══ Extrait fourni ══

170    Les requérantes soutiennent que le Conseil a violé le principe de proportionnalité ainsi que leur droit de propriété.

171    Le Conseil, soutenu par la Commission, conteste le bien‑fondé des arguments des requérantes.

172    Selon la jurisprudence, en vertu du principe de proportionnalité, qui fait partie des principes généraux du droit de l’Union, la légalité de l’interdiction d’une activité économique est subordonnée à la condition que les mesures d’interdiction soient appropriées et nécessaires à la réalisation des objectifs légitimement poursuivis par la réglementation en cause, étant entendu que, lorsqu’un choix s’offre entre plusieurs mesures appropriées, il convient de recourir à la moins contraignante et que les inconvénients causés ne doivent pas être démesurés par rapport aux buts visés (arrêt du 14 octobre 2009, Bank Melli Iran/Conseil, point 6 supra, point 66).

173    En l’espèce, en premier lieu, les requérantes soutiennent qu’elles sont visées par des mesures restrictives allant au-delà des mesures prévues dans les résolutions du Conseil de sécurité des Nations unies, alors que les actes attaqués sont censés refléter ces mêmes résolutions. Partant, les mesures restrictives les visant seraient disproportionnées, étant donné que le Conseil n’a fourni aucune justification objective par rapport à cette disparité.

═══

### Ce qui est demandé
1. D'après l'extrait fourni, pourquoi les requérantes jugent-elles disproportionnées les mesures restrictives qui les visent ? Répondez en une à trois phrases, s'il vous plaît.
2. Poursuivez l'extrait fourni, consacré au principe de proportionnalité, à partir de sa dernière phrase.
Les données qui suivent ne sont pas nécessaires.

══ Données fournies ══

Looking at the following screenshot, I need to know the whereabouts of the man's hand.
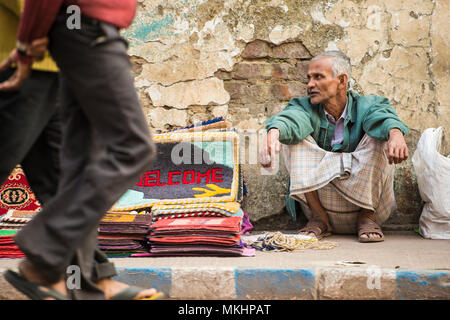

═══

### En réponse
1. Elles affirment être visées par des mesures restrictives qui vont au-delà de celles prévues dans les résolutions du Conseil de sécurité des Nations unies, alors que les actes attaqués sont censés refléter ces mêmes résolutions. Selon elles, le Conseil n'a fourni aucune justification objective de cette disparité.

2.
174    À cet égard, il a déjà été exposé au point 159 ci‑dessus que le Conseil était compétent pour adopter, en vertu de l’article 215 TFUE, des mesures restrictives allant au-delà de celles décidées par le Conseil de sécurité des Nations unies, telles que celles prévues par le règlement n° 961/2010 et par le règlement n° 267/2012.

175    La même conclusion doit être appliquée, par analogie, aux mesures restrictives adoptées en vertu de l’article 29 TUE, telles que celles prévues par la décision 2010/413 et par les décisions adoptées pour la mettre en œuvre. En effet, l’article 29 TUE ne limite pas non plus les pouvoirs qu’il confère au Conseil à la mise en œuvre des mesures décidées par le Conseil de sécurité des Nations unies.

176    Par conséquent, le simple fait que les mesures restrictives visant les requérantes vont au-delà de celles adoptées par le Conseil de sécurité des Nations unies n’implique pas que le Conseil a violé le principe de proportionnalité.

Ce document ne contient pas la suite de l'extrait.